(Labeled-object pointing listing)
┏━━

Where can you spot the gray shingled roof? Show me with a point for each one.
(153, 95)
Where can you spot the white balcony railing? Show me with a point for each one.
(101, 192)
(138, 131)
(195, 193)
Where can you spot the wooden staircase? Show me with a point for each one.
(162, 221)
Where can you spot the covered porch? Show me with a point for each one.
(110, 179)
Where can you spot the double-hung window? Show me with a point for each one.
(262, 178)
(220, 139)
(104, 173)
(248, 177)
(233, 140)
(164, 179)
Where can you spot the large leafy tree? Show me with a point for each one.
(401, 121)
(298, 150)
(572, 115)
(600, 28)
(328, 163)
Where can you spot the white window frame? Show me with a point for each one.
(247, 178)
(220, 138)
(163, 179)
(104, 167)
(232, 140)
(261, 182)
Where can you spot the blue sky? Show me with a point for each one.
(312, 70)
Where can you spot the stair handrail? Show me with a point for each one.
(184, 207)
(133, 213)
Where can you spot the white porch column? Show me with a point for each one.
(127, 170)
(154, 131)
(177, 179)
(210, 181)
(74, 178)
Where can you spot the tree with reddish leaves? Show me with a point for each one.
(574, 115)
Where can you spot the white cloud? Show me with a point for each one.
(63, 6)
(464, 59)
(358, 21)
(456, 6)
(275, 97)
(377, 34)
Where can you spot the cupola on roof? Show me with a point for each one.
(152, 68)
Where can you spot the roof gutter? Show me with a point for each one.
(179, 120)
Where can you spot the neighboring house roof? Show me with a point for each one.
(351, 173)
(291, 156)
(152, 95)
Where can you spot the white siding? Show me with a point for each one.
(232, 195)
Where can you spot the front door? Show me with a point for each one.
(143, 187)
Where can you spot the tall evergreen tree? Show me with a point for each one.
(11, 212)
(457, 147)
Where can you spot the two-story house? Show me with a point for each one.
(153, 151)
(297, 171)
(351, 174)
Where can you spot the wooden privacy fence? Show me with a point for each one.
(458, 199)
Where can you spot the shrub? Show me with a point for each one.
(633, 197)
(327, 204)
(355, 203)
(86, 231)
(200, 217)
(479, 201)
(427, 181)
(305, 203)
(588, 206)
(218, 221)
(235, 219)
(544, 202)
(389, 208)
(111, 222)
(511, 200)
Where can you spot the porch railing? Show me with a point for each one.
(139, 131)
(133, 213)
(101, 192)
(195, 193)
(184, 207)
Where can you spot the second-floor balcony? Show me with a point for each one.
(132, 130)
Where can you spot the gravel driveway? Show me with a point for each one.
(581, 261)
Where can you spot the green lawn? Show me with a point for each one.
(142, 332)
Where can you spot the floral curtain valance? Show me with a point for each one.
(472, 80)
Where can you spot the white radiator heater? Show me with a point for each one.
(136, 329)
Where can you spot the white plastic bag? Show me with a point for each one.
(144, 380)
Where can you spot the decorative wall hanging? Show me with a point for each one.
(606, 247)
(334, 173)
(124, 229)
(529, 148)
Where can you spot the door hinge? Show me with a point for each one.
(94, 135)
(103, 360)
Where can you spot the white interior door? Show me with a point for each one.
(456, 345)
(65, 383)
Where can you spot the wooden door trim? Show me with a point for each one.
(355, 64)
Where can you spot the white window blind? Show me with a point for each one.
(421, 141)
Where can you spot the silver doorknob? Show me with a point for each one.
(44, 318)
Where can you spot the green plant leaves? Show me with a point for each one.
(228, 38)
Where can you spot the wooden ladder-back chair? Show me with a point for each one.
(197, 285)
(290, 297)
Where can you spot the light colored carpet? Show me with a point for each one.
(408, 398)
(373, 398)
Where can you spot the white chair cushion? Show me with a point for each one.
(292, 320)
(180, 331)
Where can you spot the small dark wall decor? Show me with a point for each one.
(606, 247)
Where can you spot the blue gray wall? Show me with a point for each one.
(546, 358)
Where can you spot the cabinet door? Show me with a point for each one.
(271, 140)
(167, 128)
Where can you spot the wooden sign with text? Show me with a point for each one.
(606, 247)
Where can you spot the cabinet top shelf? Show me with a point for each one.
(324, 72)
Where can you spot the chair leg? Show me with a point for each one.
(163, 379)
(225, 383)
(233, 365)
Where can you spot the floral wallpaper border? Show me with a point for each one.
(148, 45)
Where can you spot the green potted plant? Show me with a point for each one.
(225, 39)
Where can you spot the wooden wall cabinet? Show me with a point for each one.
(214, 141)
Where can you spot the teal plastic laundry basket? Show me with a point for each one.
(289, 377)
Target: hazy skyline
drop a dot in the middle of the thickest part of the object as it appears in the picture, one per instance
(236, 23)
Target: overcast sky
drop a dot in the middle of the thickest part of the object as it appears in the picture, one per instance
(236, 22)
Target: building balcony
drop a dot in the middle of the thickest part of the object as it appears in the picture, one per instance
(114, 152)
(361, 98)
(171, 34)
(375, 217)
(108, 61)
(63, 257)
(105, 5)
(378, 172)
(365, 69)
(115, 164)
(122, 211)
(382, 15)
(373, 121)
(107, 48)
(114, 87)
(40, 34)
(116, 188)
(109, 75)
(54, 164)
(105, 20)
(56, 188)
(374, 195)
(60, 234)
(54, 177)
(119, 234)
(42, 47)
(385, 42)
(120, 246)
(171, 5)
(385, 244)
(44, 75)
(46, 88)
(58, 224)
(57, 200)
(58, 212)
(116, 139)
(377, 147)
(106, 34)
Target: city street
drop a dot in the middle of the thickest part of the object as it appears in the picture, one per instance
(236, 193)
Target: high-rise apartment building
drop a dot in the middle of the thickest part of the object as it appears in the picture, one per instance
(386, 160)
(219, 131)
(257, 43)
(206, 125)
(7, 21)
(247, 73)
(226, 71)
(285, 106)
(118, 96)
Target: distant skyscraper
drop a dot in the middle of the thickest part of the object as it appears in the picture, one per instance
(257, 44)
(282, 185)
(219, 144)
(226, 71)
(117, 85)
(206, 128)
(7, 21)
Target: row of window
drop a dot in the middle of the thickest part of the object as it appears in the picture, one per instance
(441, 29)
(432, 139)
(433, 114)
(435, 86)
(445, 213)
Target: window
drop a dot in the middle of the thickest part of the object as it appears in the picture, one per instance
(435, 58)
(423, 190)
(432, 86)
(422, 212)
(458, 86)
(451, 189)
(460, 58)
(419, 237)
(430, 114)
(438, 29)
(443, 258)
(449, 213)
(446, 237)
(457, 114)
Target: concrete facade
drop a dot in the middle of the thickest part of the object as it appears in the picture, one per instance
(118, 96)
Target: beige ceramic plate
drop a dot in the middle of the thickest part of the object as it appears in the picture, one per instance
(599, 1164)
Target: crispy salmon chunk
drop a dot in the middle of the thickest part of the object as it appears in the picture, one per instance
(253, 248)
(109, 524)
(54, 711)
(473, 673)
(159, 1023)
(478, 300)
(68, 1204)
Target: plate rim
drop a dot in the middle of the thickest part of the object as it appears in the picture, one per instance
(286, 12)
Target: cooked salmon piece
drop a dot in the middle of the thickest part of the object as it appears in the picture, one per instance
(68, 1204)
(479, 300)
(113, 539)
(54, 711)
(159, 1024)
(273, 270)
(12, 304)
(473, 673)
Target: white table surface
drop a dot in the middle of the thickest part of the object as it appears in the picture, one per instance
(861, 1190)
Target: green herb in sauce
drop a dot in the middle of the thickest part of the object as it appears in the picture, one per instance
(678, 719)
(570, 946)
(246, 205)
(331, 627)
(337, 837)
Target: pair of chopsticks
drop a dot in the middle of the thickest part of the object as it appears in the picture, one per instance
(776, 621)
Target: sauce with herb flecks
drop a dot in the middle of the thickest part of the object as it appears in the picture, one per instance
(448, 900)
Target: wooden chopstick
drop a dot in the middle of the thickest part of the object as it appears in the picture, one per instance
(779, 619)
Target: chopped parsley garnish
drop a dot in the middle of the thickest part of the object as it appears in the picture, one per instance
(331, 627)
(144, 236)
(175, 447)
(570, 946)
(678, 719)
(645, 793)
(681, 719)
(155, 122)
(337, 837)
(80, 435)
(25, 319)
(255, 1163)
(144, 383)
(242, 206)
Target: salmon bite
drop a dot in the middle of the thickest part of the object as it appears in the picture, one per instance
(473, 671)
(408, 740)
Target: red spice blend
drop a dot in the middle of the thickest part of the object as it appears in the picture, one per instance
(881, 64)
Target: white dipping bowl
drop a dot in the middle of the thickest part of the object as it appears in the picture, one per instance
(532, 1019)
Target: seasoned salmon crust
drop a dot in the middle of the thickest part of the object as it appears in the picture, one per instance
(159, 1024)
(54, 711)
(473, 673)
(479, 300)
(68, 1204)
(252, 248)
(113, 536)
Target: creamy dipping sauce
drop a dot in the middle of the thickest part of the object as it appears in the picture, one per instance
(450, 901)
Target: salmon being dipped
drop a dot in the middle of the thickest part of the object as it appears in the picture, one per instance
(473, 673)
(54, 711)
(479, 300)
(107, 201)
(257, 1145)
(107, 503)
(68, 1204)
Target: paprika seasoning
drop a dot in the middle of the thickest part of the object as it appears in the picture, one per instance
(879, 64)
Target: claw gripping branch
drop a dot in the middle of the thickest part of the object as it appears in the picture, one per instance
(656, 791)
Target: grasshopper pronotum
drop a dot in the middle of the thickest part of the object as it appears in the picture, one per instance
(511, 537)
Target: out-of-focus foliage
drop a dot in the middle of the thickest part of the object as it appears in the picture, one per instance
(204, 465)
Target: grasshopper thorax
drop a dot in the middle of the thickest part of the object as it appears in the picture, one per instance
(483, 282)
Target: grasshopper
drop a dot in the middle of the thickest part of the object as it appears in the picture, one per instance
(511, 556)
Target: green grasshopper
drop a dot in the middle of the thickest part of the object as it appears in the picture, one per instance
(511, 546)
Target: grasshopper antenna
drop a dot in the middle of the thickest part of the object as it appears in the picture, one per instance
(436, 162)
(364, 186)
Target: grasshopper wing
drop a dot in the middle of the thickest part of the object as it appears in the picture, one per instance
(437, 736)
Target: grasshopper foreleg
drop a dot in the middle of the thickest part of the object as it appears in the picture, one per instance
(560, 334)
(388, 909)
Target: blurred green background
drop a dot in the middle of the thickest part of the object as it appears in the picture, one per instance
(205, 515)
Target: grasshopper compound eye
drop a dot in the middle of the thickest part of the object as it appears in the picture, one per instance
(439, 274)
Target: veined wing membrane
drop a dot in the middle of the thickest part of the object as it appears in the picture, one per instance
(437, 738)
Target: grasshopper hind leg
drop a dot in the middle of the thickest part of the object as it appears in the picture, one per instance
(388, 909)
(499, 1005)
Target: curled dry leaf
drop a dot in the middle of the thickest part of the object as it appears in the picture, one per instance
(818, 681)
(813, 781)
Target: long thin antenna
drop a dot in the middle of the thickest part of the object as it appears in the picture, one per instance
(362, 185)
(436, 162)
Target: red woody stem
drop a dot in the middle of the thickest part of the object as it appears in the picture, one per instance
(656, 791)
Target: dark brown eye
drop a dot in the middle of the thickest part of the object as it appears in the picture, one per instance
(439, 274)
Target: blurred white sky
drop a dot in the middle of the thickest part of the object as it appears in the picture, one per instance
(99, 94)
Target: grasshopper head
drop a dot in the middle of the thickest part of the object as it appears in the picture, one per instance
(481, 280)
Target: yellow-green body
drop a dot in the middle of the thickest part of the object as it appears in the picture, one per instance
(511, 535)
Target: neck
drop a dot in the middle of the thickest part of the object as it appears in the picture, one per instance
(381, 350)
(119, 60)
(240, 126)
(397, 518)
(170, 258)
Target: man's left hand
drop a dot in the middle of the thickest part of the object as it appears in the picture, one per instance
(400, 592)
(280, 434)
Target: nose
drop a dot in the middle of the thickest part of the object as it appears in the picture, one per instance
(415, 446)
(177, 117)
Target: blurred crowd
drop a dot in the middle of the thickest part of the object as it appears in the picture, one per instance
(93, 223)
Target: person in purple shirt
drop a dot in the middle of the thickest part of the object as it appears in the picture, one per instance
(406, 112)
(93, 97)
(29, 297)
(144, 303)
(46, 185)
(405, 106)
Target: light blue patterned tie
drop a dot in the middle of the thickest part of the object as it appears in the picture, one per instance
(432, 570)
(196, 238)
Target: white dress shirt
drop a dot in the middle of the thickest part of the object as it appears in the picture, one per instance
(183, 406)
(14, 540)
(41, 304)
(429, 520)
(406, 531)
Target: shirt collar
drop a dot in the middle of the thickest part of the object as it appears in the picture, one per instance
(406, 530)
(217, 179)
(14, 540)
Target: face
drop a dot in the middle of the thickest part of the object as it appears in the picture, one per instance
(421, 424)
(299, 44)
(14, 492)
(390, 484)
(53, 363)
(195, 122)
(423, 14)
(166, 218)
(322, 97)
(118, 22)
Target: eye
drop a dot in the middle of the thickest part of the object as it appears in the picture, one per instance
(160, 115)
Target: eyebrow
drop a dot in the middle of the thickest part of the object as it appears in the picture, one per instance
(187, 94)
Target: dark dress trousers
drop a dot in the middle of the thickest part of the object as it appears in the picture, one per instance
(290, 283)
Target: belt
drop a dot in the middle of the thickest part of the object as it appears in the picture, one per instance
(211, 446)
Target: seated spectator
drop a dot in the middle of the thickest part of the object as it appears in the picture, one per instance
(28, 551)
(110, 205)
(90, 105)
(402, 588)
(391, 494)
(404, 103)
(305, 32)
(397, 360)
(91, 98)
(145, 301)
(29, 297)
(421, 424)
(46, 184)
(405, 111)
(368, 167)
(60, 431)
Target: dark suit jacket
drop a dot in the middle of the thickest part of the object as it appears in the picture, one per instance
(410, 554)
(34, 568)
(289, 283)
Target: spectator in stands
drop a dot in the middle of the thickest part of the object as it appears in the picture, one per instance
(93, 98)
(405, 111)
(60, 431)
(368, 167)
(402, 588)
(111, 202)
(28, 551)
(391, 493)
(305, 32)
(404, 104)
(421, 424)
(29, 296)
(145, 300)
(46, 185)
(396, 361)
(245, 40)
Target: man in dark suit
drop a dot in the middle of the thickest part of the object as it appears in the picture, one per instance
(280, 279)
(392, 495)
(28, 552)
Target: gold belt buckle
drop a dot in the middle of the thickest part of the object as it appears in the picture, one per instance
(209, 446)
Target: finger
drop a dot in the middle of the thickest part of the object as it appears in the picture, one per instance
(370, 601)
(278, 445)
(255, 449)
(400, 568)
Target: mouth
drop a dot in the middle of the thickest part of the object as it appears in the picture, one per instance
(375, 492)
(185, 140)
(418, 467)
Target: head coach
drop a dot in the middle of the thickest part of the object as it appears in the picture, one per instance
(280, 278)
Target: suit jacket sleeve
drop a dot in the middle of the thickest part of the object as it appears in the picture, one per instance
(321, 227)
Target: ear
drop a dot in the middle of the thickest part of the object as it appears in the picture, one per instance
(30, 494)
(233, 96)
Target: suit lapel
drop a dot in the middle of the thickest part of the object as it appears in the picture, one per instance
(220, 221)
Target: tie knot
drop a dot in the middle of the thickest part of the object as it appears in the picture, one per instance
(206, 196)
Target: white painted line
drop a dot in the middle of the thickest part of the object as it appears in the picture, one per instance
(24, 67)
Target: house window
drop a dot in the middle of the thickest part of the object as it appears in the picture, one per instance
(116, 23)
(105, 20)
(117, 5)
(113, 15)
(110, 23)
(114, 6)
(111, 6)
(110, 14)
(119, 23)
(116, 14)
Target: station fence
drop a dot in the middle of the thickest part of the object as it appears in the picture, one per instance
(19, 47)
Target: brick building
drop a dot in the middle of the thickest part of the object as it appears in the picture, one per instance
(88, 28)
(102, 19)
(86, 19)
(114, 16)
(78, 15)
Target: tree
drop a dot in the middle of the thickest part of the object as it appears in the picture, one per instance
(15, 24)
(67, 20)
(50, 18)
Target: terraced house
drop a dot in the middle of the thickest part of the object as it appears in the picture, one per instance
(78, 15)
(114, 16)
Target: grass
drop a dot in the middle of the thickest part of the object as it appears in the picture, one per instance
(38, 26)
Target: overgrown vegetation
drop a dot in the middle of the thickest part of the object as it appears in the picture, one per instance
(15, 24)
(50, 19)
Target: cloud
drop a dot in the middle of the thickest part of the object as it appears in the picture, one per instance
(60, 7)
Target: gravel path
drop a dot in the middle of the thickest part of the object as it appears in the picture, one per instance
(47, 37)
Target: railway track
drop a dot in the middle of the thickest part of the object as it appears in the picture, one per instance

┗━━

- [SHORT EXERCISE]: Copy out word for word the part of the listing above that begins with the line containing "Target: green herb in sauce" and ends with the line containing "(532, 1019)", including both of those lines.

- [REPLY TO THE TASK]:
Target: green herb in sauce
drop a dot in the middle of the thickest part of the object as it appears in the picture, one per instance
(678, 719)
(570, 946)
(246, 205)
(331, 627)
(337, 837)
Target: pair of chopsticks
drop a dot in the middle of the thickest part of the object as it appears in the picture, one per instance
(776, 621)
Target: sauce with herb flecks
drop a dot in the middle of the thickest part of the object as it appears in the picture, one per instance
(448, 900)
Target: wooden chopstick
drop a dot in the middle of the thickest part of the object as it appears in the picture, one per instance
(779, 619)
Target: chopped parsley garnish
drop a dot in the middle of the thickest part of the object as it appears in the picture, one per instance
(331, 627)
(144, 236)
(175, 447)
(570, 946)
(678, 719)
(645, 793)
(681, 719)
(155, 122)
(337, 837)
(80, 435)
(25, 319)
(255, 1163)
(144, 383)
(242, 206)
Target: salmon bite
drop a dot in the middle of the thickest part of the object as it appears in the picture, one per instance
(473, 671)
(408, 740)
Target: red spice blend
drop a dot in the middle of the thickest part of the object as it appears in the picture, one per instance
(881, 64)
Target: white dipping bowl
drop a dot in the middle of the thickest part of the object as it appears in the picture, one per instance
(532, 1019)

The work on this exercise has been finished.